Professor of Psychiatry
Director of Mental Health Policy Studies
University of Maryland
Baltimore, Maryland
Regarding
Performance and Outcome Measurement in Substance Abuse and Mental Health Programs
Before The
Subcommittee on Substance Abuse and Mental Health Services
Committee On
Health, Education, Labor and Pensions
United States Senate
July 20, 2004
Mr. Chairman, Senator Kennedy, and Members of the Subcommittee:
Good morning Mr. Chairman, Senator Kennedy, and Members of the Subcommittee.
My name is Howard Goldman. I am a psychiatrist and mental health services researcher
at the University of Maryland School of Medicine and served as the senior scientific
editor of the Surgeon General’s 1999 Report on Mental Health and as a
consultant to the President’s New Freedom Commission on Mental Health.
I am honored to participate in today’s hearing and am proud to be doing
so on behalf of the Campaign for Mental Health Reform.
Our Campaign, galvanized by the call of the President’s New Freedom
Commission on Mental Health to transform mental health care in America, was
created to serve as the mental health community’s united voice in promoting
federal policy changes that will transform mental health care from a fragmented,
unresponsive, and inefficiently funded delivery system to one that meets the
needs of services users and their families, is integrated across programs,
and is adequately and responsibly funded.

| Task |
Would you echo, word for word, the stretch of the Senate testimony from "I am honored" through "and responsibly funded."?

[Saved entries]
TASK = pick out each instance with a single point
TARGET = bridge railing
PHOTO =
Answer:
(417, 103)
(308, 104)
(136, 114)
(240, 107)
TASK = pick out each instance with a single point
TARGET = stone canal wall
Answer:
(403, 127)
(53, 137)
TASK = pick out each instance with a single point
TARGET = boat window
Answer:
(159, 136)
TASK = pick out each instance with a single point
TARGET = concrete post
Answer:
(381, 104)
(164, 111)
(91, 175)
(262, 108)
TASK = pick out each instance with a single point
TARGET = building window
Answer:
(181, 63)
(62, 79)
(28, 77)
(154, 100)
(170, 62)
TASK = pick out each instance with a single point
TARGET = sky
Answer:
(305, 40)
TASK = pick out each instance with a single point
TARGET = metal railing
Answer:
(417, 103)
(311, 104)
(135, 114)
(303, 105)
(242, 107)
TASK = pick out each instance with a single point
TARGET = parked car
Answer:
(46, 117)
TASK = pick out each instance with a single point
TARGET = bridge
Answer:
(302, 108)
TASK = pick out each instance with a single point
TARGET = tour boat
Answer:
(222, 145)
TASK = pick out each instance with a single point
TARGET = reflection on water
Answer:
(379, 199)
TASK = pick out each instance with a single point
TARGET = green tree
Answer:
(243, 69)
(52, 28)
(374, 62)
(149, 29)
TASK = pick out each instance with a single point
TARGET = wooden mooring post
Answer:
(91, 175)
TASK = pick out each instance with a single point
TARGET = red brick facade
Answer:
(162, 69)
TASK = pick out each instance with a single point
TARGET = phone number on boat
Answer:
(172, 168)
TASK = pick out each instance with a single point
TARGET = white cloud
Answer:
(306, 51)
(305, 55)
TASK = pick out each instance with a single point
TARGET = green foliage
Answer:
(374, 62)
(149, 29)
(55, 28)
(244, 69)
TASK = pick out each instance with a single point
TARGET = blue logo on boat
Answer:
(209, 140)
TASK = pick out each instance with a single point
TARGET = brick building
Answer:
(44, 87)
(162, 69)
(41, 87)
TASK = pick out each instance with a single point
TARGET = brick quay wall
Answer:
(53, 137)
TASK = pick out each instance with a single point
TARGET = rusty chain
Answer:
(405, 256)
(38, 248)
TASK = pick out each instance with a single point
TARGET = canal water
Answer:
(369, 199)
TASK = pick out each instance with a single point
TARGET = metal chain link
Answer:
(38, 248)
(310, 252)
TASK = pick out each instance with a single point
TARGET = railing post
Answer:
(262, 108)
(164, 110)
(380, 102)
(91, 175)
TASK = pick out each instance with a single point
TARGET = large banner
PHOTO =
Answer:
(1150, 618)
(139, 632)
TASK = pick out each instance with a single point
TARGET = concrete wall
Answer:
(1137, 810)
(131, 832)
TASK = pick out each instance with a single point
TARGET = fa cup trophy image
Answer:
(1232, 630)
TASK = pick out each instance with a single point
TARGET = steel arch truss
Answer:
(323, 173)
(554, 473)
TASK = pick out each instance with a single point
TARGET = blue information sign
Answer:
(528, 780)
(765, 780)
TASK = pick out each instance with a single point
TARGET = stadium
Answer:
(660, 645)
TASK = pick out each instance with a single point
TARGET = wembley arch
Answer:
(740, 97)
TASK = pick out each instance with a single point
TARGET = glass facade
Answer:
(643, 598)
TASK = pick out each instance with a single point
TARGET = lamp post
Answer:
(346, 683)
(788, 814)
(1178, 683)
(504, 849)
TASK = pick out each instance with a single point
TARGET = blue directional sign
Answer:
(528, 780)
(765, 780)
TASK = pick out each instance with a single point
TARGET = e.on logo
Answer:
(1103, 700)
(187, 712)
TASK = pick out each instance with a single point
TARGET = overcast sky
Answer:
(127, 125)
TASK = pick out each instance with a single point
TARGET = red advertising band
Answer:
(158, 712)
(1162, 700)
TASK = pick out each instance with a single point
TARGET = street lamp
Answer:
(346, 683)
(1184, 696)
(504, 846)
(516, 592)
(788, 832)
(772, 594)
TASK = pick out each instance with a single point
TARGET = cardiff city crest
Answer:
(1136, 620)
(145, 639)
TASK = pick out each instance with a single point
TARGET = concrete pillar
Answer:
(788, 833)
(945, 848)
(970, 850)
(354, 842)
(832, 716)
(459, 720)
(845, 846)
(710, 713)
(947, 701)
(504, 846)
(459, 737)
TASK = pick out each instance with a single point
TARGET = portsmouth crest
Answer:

| Output for this exercise |
I am honored to participate in today’s hearing and am proud to be doing
so on behalf of the Campaign for Mental Health Reform.
Our Campaign, galvanized by the call of the President’s New Freedom
Commission on Mental Health to transform mental health care in America, was
created to serve as the mental health community’s united voice in promoting
federal policy changes that will transform mental health care from a fragmented,
unresponsive, and inefficiently funded delivery system to one that meets the
needs of services users and their families, is integrated across programs,
and is adequately and responsibly funded.